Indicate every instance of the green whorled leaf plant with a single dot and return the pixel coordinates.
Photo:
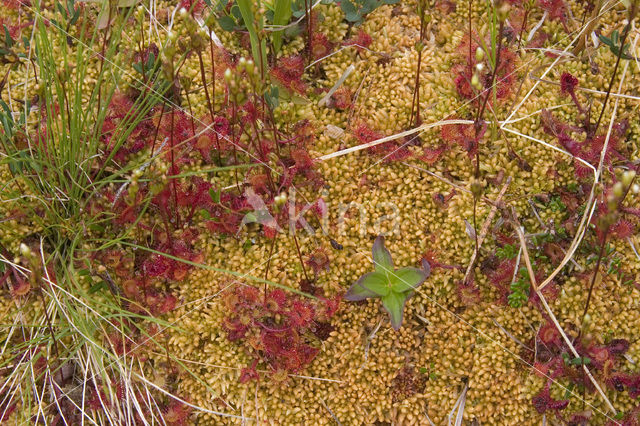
(392, 286)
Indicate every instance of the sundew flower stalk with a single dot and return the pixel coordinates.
(316, 212)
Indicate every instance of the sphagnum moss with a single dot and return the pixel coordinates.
(454, 346)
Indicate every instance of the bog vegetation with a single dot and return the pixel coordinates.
(319, 212)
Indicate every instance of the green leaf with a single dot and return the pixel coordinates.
(358, 292)
(258, 47)
(381, 256)
(394, 304)
(227, 23)
(281, 16)
(349, 9)
(353, 17)
(376, 282)
(98, 287)
(407, 279)
(127, 3)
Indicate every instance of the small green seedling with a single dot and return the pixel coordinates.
(392, 286)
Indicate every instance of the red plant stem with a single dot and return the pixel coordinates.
(595, 272)
(266, 271)
(155, 134)
(193, 126)
(470, 54)
(524, 28)
(627, 28)
(173, 170)
(213, 74)
(233, 142)
(295, 239)
(601, 253)
(204, 83)
(415, 103)
(144, 74)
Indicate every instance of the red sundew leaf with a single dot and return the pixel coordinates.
(432, 155)
(320, 46)
(568, 83)
(623, 229)
(543, 402)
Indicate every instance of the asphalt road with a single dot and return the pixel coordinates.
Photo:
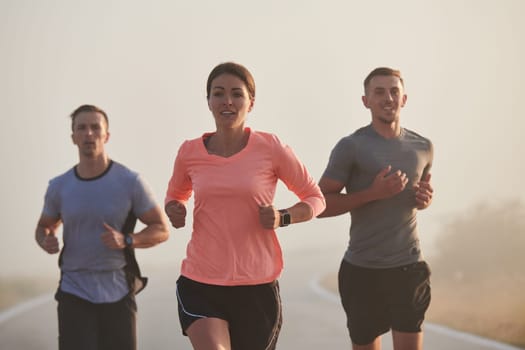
(313, 317)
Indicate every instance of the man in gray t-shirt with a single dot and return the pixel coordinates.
(385, 172)
(98, 202)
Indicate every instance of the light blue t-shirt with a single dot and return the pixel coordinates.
(383, 233)
(90, 270)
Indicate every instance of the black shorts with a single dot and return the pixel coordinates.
(377, 300)
(253, 313)
(83, 325)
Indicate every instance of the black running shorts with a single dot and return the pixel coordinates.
(253, 312)
(377, 300)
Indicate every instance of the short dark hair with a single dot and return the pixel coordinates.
(234, 69)
(382, 71)
(87, 108)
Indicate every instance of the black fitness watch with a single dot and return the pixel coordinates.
(285, 219)
(128, 240)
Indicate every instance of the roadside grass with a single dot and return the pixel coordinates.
(14, 290)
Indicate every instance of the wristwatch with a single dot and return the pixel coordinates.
(128, 240)
(285, 219)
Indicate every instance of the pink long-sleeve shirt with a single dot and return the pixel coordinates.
(228, 245)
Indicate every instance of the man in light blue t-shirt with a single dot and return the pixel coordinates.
(385, 171)
(98, 202)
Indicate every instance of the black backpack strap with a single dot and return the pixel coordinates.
(136, 281)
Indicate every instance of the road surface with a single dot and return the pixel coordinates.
(313, 317)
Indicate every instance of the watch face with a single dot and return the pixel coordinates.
(285, 218)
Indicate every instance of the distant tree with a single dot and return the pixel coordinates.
(485, 243)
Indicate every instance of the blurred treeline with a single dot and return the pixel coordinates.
(485, 243)
(478, 278)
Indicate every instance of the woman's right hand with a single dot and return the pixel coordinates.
(176, 212)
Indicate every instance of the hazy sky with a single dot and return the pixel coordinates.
(146, 64)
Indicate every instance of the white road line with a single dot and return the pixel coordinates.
(315, 285)
(24, 307)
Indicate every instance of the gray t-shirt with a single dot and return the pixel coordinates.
(90, 270)
(383, 233)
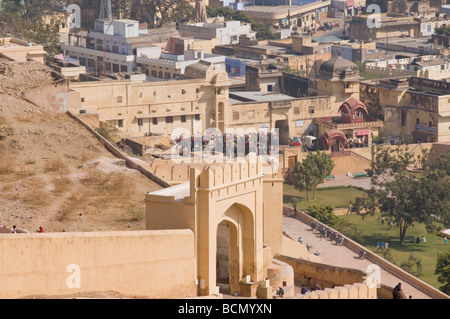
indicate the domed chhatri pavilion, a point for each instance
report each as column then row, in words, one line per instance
column 339, row 79
column 354, row 128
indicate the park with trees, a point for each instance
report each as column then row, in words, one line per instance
column 412, row 191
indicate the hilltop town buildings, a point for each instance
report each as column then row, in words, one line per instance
column 222, row 223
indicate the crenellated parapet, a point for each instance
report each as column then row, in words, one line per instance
column 219, row 175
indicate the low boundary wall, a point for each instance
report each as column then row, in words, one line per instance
column 154, row 264
column 383, row 263
column 115, row 151
column 335, row 282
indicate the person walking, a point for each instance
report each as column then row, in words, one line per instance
column 396, row 290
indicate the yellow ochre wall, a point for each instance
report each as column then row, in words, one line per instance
column 158, row 264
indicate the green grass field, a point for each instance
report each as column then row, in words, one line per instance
column 371, row 231
column 336, row 196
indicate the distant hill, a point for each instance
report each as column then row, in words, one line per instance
column 53, row 172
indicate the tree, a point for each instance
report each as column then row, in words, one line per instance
column 324, row 214
column 443, row 271
column 324, row 164
column 305, row 177
column 405, row 197
column 158, row 12
column 312, row 171
column 442, row 30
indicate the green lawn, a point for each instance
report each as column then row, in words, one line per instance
column 336, row 196
column 371, row 231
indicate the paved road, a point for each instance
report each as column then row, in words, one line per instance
column 340, row 255
column 343, row 180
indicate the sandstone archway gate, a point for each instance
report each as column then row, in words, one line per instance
column 234, row 194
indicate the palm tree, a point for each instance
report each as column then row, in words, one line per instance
column 305, row 177
column 324, row 164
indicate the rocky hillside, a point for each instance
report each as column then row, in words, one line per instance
column 54, row 173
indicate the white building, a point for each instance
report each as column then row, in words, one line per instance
column 427, row 26
column 112, row 47
column 228, row 32
column 169, row 66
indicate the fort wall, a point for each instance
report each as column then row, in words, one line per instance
column 155, row 264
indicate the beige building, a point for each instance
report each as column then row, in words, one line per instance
column 20, row 50
column 143, row 108
column 412, row 108
column 224, row 207
column 306, row 15
column 390, row 27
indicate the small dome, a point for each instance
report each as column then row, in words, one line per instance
column 219, row 20
column 339, row 69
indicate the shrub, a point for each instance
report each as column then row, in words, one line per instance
column 324, row 214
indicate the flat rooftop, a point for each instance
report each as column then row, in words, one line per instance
column 257, row 96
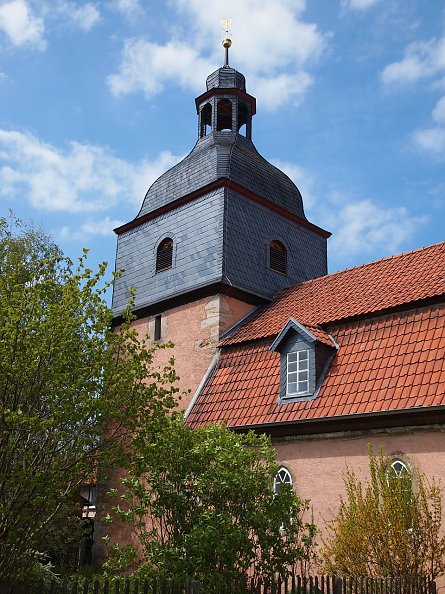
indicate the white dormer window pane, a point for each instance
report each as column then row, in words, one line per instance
column 298, row 373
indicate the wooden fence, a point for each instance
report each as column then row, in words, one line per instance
column 291, row 585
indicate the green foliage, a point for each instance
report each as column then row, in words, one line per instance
column 64, row 375
column 202, row 505
column 390, row 526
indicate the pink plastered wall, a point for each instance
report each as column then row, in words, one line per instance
column 317, row 464
column 194, row 329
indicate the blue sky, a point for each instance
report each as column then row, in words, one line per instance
column 97, row 100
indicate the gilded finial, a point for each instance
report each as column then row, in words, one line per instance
column 227, row 42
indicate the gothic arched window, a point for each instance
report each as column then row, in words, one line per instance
column 164, row 255
column 282, row 477
column 224, row 119
column 399, row 468
column 278, row 257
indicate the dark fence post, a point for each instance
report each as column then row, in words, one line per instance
column 337, row 585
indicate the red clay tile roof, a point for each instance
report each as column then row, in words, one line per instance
column 365, row 289
column 386, row 363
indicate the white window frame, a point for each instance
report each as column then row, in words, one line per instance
column 399, row 472
column 297, row 365
column 283, row 477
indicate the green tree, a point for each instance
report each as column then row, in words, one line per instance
column 64, row 374
column 201, row 503
column 390, row 526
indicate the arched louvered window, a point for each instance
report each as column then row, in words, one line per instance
column 224, row 115
column 164, row 255
column 206, row 119
column 278, row 257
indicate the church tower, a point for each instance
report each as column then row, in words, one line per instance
column 218, row 234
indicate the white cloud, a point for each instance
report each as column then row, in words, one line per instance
column 148, row 67
column 90, row 228
column 359, row 4
column 358, row 226
column 439, row 111
column 431, row 140
column 366, row 227
column 421, row 60
column 272, row 46
column 84, row 16
column 20, row 25
column 130, row 8
column 82, row 178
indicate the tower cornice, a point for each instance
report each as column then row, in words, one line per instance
column 222, row 182
column 227, row 91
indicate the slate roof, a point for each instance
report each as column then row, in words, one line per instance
column 224, row 155
column 387, row 361
column 362, row 290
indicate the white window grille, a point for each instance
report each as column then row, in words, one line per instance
column 298, row 373
column 282, row 477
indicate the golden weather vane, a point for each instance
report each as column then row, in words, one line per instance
column 227, row 42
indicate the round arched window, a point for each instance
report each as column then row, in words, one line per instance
column 282, row 477
column 164, row 255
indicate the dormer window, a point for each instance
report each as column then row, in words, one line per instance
column 164, row 255
column 306, row 352
column 278, row 257
column 297, row 373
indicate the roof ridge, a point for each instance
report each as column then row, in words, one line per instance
column 366, row 264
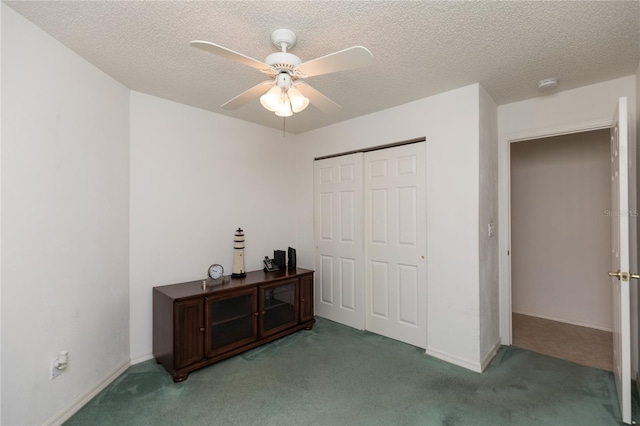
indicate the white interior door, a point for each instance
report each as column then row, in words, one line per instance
column 395, row 243
column 620, row 259
column 339, row 252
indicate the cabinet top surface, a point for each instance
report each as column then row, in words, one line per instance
column 253, row 278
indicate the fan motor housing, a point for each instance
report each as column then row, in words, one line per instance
column 283, row 61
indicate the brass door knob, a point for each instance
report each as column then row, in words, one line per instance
column 624, row 276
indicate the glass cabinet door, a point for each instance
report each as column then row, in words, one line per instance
column 231, row 322
column 278, row 307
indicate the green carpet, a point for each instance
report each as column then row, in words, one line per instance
column 335, row 375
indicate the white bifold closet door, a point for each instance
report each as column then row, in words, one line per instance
column 339, row 254
column 371, row 257
column 395, row 243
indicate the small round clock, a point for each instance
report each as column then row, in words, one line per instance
column 216, row 271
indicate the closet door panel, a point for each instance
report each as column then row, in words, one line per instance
column 339, row 252
column 395, row 236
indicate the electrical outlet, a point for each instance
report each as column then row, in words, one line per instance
column 54, row 371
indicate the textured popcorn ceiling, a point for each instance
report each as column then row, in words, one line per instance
column 420, row 48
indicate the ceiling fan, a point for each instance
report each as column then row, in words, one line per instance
column 284, row 93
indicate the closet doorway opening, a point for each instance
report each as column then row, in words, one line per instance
column 561, row 299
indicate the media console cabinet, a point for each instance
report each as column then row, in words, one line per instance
column 196, row 325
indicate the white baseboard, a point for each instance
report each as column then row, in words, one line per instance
column 566, row 321
column 141, row 359
column 452, row 359
column 79, row 402
column 489, row 356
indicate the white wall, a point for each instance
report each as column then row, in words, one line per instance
column 579, row 109
column 449, row 122
column 488, row 214
column 560, row 233
column 65, row 206
column 636, row 219
column 196, row 177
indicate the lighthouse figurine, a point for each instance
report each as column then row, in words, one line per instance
column 238, row 255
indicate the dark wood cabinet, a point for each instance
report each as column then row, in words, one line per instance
column 196, row 325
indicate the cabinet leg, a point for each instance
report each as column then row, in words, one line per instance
column 177, row 378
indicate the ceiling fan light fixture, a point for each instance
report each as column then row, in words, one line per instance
column 298, row 101
column 284, row 107
column 271, row 99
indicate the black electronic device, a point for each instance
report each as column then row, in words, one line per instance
column 292, row 258
column 279, row 257
column 269, row 265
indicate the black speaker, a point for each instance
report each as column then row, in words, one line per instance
column 279, row 259
column 292, row 258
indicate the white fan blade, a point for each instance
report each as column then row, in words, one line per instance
column 317, row 99
column 353, row 57
column 229, row 54
column 248, row 95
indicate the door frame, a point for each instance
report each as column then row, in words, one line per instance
column 504, row 208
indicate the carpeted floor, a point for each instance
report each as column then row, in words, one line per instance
column 582, row 345
column 335, row 375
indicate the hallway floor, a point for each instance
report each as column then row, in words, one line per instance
column 582, row 345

================

Go through the records. Copy each line where "fence" appears.

indicate the wooden fence, a point for each instance
indicate the dark fence post, a point for each instance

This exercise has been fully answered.